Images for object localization

'''

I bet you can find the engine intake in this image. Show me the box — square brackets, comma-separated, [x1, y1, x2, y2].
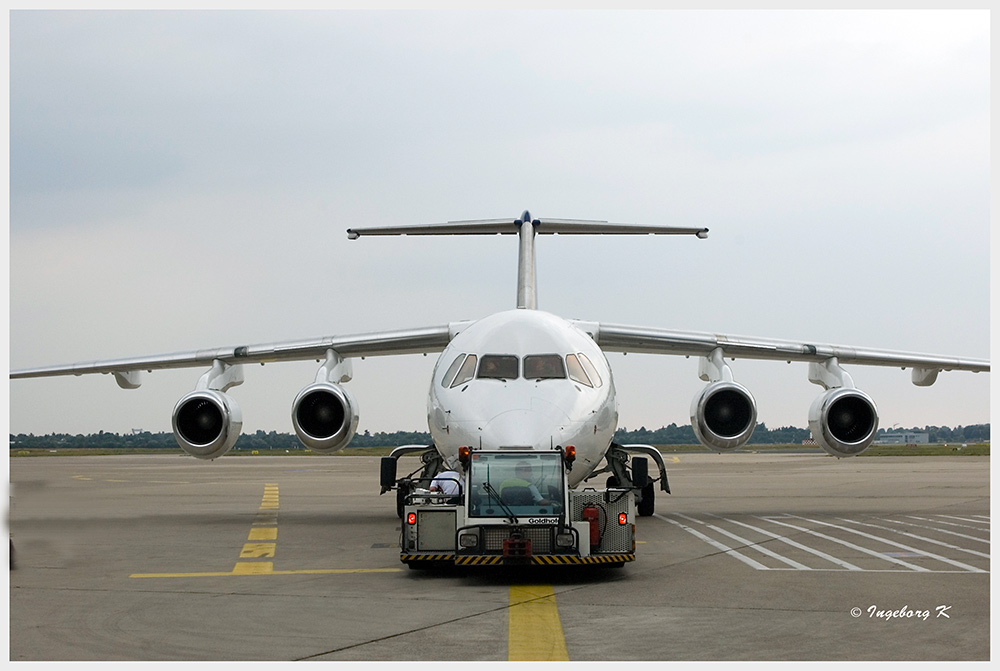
[172, 390, 242, 460]
[691, 381, 757, 451]
[291, 382, 359, 453]
[808, 387, 878, 457]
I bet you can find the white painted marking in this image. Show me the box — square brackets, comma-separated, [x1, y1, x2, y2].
[790, 516, 985, 573]
[715, 515, 863, 571]
[654, 513, 769, 570]
[936, 514, 990, 525]
[838, 518, 990, 560]
[761, 517, 929, 571]
[907, 515, 986, 531]
[878, 517, 989, 544]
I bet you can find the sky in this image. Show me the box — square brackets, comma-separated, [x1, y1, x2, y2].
[7, 9, 992, 439]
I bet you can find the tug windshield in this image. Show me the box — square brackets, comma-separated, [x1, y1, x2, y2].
[468, 452, 565, 517]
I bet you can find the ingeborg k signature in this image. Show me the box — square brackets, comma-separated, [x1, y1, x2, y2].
[851, 605, 952, 621]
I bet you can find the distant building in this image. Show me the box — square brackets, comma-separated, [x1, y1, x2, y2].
[876, 432, 929, 445]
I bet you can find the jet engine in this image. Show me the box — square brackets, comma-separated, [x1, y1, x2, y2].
[808, 387, 879, 457]
[691, 381, 757, 451]
[172, 389, 243, 460]
[291, 382, 360, 453]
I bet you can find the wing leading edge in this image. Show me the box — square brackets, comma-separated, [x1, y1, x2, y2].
[9, 323, 463, 382]
[576, 321, 989, 382]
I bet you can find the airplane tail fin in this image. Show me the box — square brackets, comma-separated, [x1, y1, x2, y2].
[347, 211, 708, 309]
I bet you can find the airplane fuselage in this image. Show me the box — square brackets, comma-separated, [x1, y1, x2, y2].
[427, 309, 618, 487]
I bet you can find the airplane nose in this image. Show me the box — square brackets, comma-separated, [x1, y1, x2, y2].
[480, 407, 566, 450]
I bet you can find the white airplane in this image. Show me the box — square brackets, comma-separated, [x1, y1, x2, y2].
[10, 211, 990, 520]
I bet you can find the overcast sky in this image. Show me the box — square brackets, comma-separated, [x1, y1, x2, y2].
[7, 9, 991, 439]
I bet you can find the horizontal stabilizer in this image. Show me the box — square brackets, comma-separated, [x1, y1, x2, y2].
[348, 217, 708, 239]
[348, 219, 519, 238]
[535, 219, 708, 237]
[348, 212, 709, 310]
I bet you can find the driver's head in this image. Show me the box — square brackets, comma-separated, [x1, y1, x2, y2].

'''

### Required action
Quote the records in their entirety, keeping the wording exact and excluding pictures.

### Solved problem
I bet you can find the engine intake in this image. Show me the box — square brackets, comma-separated, [x1, y1, x2, y2].
[172, 390, 242, 460]
[691, 381, 757, 451]
[291, 382, 359, 453]
[808, 387, 878, 457]
I bet you can find the white painted marking in this image. Show me the box — square brackets, comma-separated, [x1, y1, x2, y2].
[790, 516, 985, 573]
[715, 515, 863, 571]
[654, 513, 769, 570]
[936, 514, 990, 525]
[838, 518, 990, 560]
[761, 517, 929, 571]
[907, 515, 986, 531]
[878, 517, 989, 544]
I bet you can find the sky in this image. Show me the box — square brackets, comma-separated, [x1, y1, x2, y2].
[7, 9, 992, 439]
I bet you can find the tug windshield in this image. Show me the box — square brackets, comma-separated, [x1, y1, x2, y2].
[468, 452, 565, 517]
I bet you can find the ingeborg k signature in this image. Show me the box — square brackets, comma-separated, [x1, y1, x2, y2].
[851, 605, 952, 621]
I bet you can find the distant building in this image. Show me the box — square brackets, comma-separated, [x1, y1, x2, y2].
[876, 432, 929, 445]
I bet you can find the jet engine in this image. Show me the box — square brackets, comma-separated, [x1, y1, x2, y2].
[808, 387, 879, 457]
[691, 381, 757, 451]
[172, 389, 243, 460]
[291, 382, 360, 453]
I bet you can find the wing leading edge in this image. Show me the box — square brackets, comma-separated, [x1, y1, x2, y2].
[9, 323, 463, 382]
[576, 321, 989, 382]
I bet you can find the airplane tail fin in this image. Show me the box — square brackets, comma-separated, [x1, y1, x2, y2].
[347, 211, 708, 309]
I bet you can find the airplane fuselage in this image. Show me the box — square brackets, comma-separated, [x1, y1, x2, y2].
[427, 309, 618, 487]
I bet you can find the airplane nose in this image. Show me the box — square brackets, comma-separated, [x1, y1, x2, y2].
[480, 407, 566, 450]
I bet you can find the white airplane in this image. Show me the box — square brackets, comma-separated, [x1, y1, x2, y2].
[10, 211, 990, 520]
I bet you can find the overcast sky in this image. Show me the box — square brackets, comma-separated, [x1, y1, x2, y2].
[7, 9, 991, 439]
I bet you can find the horizontal stabilizer in this image. Show me the box — square brackets, comma-separated, [x1, y1, x2, y2].
[348, 217, 708, 239]
[348, 219, 519, 238]
[535, 219, 708, 237]
[348, 212, 709, 310]
I bet you can find the driver's head in this image. Show me the box — square brackets, comma-separated, [x1, y1, x2, y2].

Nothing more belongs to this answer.